Objective 1: Tally the lines of the listing below that contain the string "bench", treating case as significant, and give only the number.

[begin Document]

LVS
lvs-devel
Google
 
Web LinuxVirtualServer.org

Re: [PATCH] ipvs: handle connections started by real-servers

To: Marco Angaroni <marcoangaroni@xxxxxxxxx>
Subject: Re: [PATCH] ipvs: handle connections started by real-servers
Cc: lvs-devel@xxxxxxxxxxxxxxx, Simon Horman <horms@xxxxxxxxxxxx>
From: Julian Anastasov <ja@xxxxxx>
Date: Sat, 9 Apr 2016 13:13:02 +0300 (EEST)
        Hello,

On Tue, 5 Apr 2016, Marco Angaroni wrote:

> When using LVS-NAT and SIP persistence-egine over UDP, the following
> limitations are present with current implementation:
> 
>   1) To actually have load-balancing based on Call-ID header, you need to
>      use one-packet-scheduling mode. But with one-packet-scheduling the
>      connection is deleted just after packet is forwarded, so SIP responses
>      coming from real-servers do not match any connection and SNAT is
>      not applied.

[end Document]

Objective 2: Retype part of the IPVS patch message above, starting at the words "Web LinuxVirtualServer.org" and stopping after the words "13:13:02 +0300 (EEST)".

[begin Data for this exercise]

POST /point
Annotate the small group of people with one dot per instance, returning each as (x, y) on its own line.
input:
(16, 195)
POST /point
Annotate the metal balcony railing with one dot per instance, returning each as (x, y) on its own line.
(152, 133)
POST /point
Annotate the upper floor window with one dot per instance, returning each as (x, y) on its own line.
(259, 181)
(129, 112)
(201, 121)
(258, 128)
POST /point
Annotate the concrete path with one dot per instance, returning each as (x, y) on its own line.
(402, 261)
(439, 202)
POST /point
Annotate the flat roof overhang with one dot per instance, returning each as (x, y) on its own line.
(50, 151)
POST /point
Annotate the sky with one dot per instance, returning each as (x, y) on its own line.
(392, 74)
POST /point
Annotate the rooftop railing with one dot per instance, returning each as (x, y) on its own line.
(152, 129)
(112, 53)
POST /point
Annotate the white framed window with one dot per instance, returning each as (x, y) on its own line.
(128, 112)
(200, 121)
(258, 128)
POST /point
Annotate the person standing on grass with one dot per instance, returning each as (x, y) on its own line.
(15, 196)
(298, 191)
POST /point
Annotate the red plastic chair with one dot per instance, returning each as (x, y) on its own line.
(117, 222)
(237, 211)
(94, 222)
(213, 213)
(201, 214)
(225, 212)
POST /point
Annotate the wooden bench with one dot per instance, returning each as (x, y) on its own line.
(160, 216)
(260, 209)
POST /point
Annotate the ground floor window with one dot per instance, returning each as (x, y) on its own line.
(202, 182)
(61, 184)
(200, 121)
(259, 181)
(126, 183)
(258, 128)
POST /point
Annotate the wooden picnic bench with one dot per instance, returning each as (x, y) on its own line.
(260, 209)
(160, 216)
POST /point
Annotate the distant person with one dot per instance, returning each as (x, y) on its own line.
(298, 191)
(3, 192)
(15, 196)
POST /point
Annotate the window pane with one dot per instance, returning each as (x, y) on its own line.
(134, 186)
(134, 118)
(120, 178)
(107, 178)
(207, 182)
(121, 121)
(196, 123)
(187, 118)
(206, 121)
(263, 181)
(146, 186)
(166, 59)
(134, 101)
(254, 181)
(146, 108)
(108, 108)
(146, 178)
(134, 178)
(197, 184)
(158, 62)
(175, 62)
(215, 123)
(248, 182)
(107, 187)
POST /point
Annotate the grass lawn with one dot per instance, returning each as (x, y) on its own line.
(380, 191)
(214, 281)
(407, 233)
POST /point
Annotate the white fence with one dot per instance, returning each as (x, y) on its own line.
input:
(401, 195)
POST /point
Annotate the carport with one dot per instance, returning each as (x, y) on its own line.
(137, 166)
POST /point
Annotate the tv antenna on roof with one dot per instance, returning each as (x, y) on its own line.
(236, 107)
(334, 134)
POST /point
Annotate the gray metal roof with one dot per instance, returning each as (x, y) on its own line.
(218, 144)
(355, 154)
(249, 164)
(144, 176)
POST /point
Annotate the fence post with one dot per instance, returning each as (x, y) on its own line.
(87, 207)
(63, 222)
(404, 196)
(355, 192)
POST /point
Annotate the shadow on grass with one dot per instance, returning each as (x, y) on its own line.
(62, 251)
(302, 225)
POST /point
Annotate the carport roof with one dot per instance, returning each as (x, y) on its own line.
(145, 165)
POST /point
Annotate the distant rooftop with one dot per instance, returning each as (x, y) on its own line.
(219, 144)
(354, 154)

[end Data for this exercise]

Exercise answer 1: 2

Exercise answer 2:
Web LinuxVirtualServer.org

Re: [PATCH] ipvs: handle connections started by real-servers

To: Marco Angaroni <marcoangaroni@xxxxxxxxx>
Subject: Re: [PATCH] ipvs: handle connections started by real-servers
Cc: lvs-devel@xxxxxxxxxxxxxxx, Simon Horman <horms@xxxxxxxxxxxx>
From: Julian Anastasov <ja@xxxxxx>
Date: Sat, 9 Apr 2016 13:13:02 +0300 (EEST)